### Text excerpt
==*==

So the land stayed dry while the nation's second biggest river, fourth largest in North America, roared and foamed just beyond the Coulee's northern lip. It might as well have been on the moon. The Columbia had dug itself one to two thousand feet below the level of the Columbia Plateau, and up on top abandoned farms were pitted by blowing sand.

This, then, was a rally for water. Grand Coulee Dam would ultimately prove far more significant to the nation as a generator of electricity but the initial scheme was simply to use the power to pay for pumps. While there were a few shiny Cadillacs in the procession motoring down Grand Coulee, many more were open-top Model T Fords or wheezing farm trucks. These were mostly ordinary people, small-town folks ground down by the Depression and dreaming of a big government project that could economically rescue where fate had happened to drop them.

The monied utilities had looked at the Columbia already. Seattle's powerful private utility, Puget Sound Power & Light, was already constructing the first low dam on the river, at Rock Island seventy-five miles to the southwest. This more modest effort, howver, would not create the vast reservoir storage, irrigation network or enormous electric generation of a Grand Coulee. Seven years earlier a subsidiary of General Electric had proposed a private $100 million dam and industrial complex at Priest Rapids, one hundred miles to the southwest, but that scheme had been killed by the 1929 Crash.

The Columbia River Development League, in contrast, had big dreams and empty pockets. O'Sullivan was probably one of the worst-compensated lobbyists in the country. In 1909 he had purchased farm land on the Columbia Plateau that remained distressingly, pointedly, dry. When Billy Clapp got a story on his dam idea into the Wenatchee World, development-happy publisher Rufus Woods persuaded O'Sullivan to look at the site. Drawing on his experience as an engineer, O'Sullivan had written a series of articles in 1920 supporting the proposal. Experts and agencies scoffed, however, and he soon retreated to Port Huron, Michigan, to take over his family's contracting business. Then the Crash came in 1929, souring construction and improving the political climate for the dam. O'Sullivan left his family in Michigan and came back west as the Development League's chief lobbyist and spokesman. Promised a salary of two hundred dollars a month, in reality he was paid so infrequently by his Depression-battered constituents that he had to cash a life insurance policy to provide money for his family. When the League managed to scrape together $129 in donations and deposit it in a local bank, the bank closed its doors and froze all deposits the next day. When O'Sullivan set out to make speeches at forty towns in subzero weather, dam enthusiast Roxie Thorsen replaced her promised five dollar donation with shaving cream and a razor. At Almira, the hotel manager donated a room and bath. Others shared meals.

==*==

### Set task A
Show every line of the records below that contains the string "other", matching case exactly.

Lines of data
==*==

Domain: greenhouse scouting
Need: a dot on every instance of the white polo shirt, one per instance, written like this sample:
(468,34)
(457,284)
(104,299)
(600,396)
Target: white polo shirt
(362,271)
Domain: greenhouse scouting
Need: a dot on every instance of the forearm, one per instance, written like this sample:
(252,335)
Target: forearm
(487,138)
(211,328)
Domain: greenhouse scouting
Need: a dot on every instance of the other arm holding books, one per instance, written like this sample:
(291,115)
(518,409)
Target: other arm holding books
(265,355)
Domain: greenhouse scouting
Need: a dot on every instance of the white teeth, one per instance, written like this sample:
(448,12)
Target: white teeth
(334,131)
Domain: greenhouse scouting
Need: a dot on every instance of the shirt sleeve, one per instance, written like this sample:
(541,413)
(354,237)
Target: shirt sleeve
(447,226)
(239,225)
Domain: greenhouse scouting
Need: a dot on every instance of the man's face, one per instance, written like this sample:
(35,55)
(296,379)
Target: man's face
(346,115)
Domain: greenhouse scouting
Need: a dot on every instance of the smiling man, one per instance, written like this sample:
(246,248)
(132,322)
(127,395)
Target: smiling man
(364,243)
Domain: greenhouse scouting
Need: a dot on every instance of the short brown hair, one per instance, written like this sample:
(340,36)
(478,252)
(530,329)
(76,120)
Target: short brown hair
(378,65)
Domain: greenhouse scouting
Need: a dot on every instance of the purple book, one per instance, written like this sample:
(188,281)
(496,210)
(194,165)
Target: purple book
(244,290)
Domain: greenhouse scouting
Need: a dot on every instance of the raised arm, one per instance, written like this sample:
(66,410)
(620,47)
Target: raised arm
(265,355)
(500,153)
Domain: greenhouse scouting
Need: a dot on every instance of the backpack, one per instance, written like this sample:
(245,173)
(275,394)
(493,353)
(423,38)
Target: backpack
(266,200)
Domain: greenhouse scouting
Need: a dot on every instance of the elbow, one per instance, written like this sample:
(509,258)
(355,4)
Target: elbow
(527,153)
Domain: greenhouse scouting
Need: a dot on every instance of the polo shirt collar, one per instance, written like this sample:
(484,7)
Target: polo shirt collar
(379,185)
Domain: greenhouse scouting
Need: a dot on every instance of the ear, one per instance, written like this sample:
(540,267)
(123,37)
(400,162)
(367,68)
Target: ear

==*==

### Set task B
Output the Grand Coulee Dam passage above from "So the land" to "to drop them.", copying it word for word.

### Result A
Need: a dot on every instance of the other arm holding books, one per instance, written like this sample:
Target: other arm holding books

### Result B
So the land stayed dry while the nation's second biggest river, fourth largest in North America, roared and foamed just beyond the Coulee's northern lip. It might as well have been on the moon. The Columbia had dug itself one to two thousand feet below the level of the Columbia Plateau, and up on top abandoned farms were pitted by blowing sand.

This, then, was a rally for water. Grand Coulee Dam would ultimately prove far more significant to the nation as a generator of electricity but the initial scheme was simply to use the power to pay for pumps. While there were a few shiny Cadillacs in the procession motoring down Grand Coulee, many more were open-top Model T Fords or wheezing farm trucks. These were mostly ordinary people, small-town folks ground down by the Depression and dreaming of a big government project that could economically rescue where fate had happened to drop them.